[Document passage]
· · ·

# Off topic but a bit on topic



## altcharacter (Jan 10, 2011)

Can anyone recommend a US shipping pickup company?
Thanks!


----------



## TBemba (Jan 11, 2010)

I have never used this company, but I have heard they are pretty good.

http://www.shiporion.com/


----------



## altcharacter (Jan 10, 2011)

Thanks for the info, but it seems that place is only open until 3pm. I've checked out Kinek and they look good so far. $5 a parcel and they're open until 9PM.


----------



## TorontoPlantMan (Aug 16, 2013)

I use Kinek as well, pickup in Lewiston NY - super easy.


----------



## altcharacter (Jan 10, 2011)

Thanks alot for the input


----------



## teemee (Aug 29, 2009)

i just used to pick up from fedex on niagara falls blvd.


----------



## J_T (Mar 25, 2011)

Ship with fedex, they have discounts right now. Lowest brokerage fee's, and reasonable duties/taxes. (ups just screwed me, they looked up the items, and didnt use the amazon paperwork on the package)


Sent from my iPhone using Tapatalk


----------



## samiam (Jan 27, 2009)

ship to http://www.usaddressinc.com/

its $5 per package, and they are 1 exit from the border. very convenient...ive used them a few times...even kept a package there for a couple months and i think they charge something like $2/week to hold them...


----------



## sully6956 (Oct 12, 2010)

I've used CBI USA many times for everything from tires and jeep parts to smaller aquarium items. Never had an issue. Rates are very good too.

http://www.cbiusa.com/


----------



## Flexin5 (Nov 12, 2011)

samiam said:


> ship to http://www.usaddressinc.com/
> 
> its $5 per package, and they are 1 exit from the border. very convenient...ive used them a few times...even kept a package there for a couple months and i think they charge something like $2/week to hold them...


^this. my brother is a customs broker and short of having use of his warehouse in buffalo, this is your best bet.


----------



## fury165 (Aug 21, 2010)

sully6956 said:


> I've used CBI USA many times for everything from tires and jeep parts to smaller aquarium items. Never had an issue. Rates are very good too.

· · ·

[Provided material]

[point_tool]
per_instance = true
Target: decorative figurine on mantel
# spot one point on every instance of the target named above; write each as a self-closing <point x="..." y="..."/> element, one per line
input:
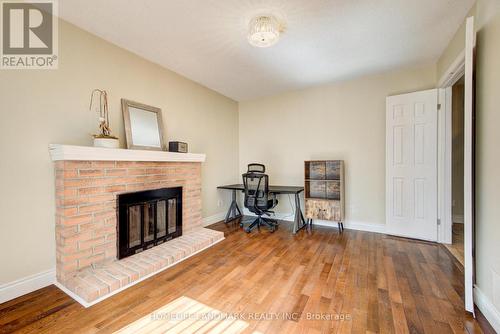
<point x="103" y="139"/>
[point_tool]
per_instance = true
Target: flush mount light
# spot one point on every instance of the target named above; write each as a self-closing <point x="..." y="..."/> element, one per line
<point x="263" y="31"/>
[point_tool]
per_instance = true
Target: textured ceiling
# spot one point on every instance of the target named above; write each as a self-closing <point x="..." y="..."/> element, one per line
<point x="324" y="41"/>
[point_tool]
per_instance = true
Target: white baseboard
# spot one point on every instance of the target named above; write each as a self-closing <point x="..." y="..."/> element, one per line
<point x="376" y="228"/>
<point x="487" y="308"/>
<point x="458" y="219"/>
<point x="213" y="219"/>
<point x="26" y="285"/>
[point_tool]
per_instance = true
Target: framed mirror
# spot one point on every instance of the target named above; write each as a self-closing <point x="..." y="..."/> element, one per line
<point x="143" y="126"/>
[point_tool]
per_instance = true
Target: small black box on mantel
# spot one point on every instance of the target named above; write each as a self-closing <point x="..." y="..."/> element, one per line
<point x="177" y="146"/>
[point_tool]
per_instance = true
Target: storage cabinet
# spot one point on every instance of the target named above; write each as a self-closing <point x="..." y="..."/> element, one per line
<point x="324" y="190"/>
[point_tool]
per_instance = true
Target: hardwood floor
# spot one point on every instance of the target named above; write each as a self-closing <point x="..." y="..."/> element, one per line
<point x="355" y="282"/>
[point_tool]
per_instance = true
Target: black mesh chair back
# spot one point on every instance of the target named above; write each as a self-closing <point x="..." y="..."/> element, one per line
<point x="256" y="168"/>
<point x="256" y="192"/>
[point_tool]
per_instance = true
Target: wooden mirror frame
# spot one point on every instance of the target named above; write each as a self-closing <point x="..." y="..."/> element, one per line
<point x="128" y="128"/>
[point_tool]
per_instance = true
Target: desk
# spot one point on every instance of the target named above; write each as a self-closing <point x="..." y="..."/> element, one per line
<point x="235" y="212"/>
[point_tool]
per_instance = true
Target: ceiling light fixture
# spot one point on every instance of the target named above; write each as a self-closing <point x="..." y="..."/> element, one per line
<point x="263" y="31"/>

· · ·

[Given instruction A]
In the thread on US shipping pickup companies, what are the answers to these?
(i) How much does Kinek charge per parcel, according to altcharacter?
(ii) Where does TorontoPlantMan pick up packages with Kinek?
(iii) About how much does samiam think the usaddressinc service charges per week to hold a package?
[Given instruction B]
Can you turn the paragraph in the shipping pickup thread that begins "its $5 per package" into a short list that keeps its main facts?
[Given instruction C]
What comes next in the thread on US shipping pickup companies? Write the continuation from the point where it stops.
The material isn't needed for this work.

[Reply A]
(i) $5 a parcel
(ii) Lewiston NY
(iii) Something like $2 a week

[Reply B]
- $5 per package
- One exit from the border, very convenient
- Used a few times
- Once kept a package there for a couple of months; holding costs roughly $2 a week

[Reply C]
> 
> http://www.cbiusa.com/


I know a few people that use this place for big and small items alike. They all like it very much fwiw


----------



## mauricion69 (Sep 4, 2013)

I also use CBI. Ive used it many many times. And my cousin uses it even more than me. About 6 bucks per package and their warehouse is located about 4 min away from the time they let you into the country.


----------



## tom g (Jul 8, 2009)

*stickie*

Hey i think this would be a great stickie post.....


----------



## mmatt (Feb 12, 2012)

samiam said:


> ship to http://www.usaddressinc.com/
> 
> its $5 per package, and they are 1 exit from the border. very convenient...ive used them a few times...even kept a package there for a couple months and i think they charge something like $2/week to hold them...


+1 here. I've used this for a handful of stuff and my sister uses it all the time. Will be slight extra charge for oversized items but not much. Oversized as in a set of car rims.


----------



## Xmegatron10 (Apr 12, 2021)

altcharacter said:


> Thanks for the info, but it seems that place is only open until 3pm. I've checked out Kinek and they look good so far. $5 a parcel and they're open until 9PM.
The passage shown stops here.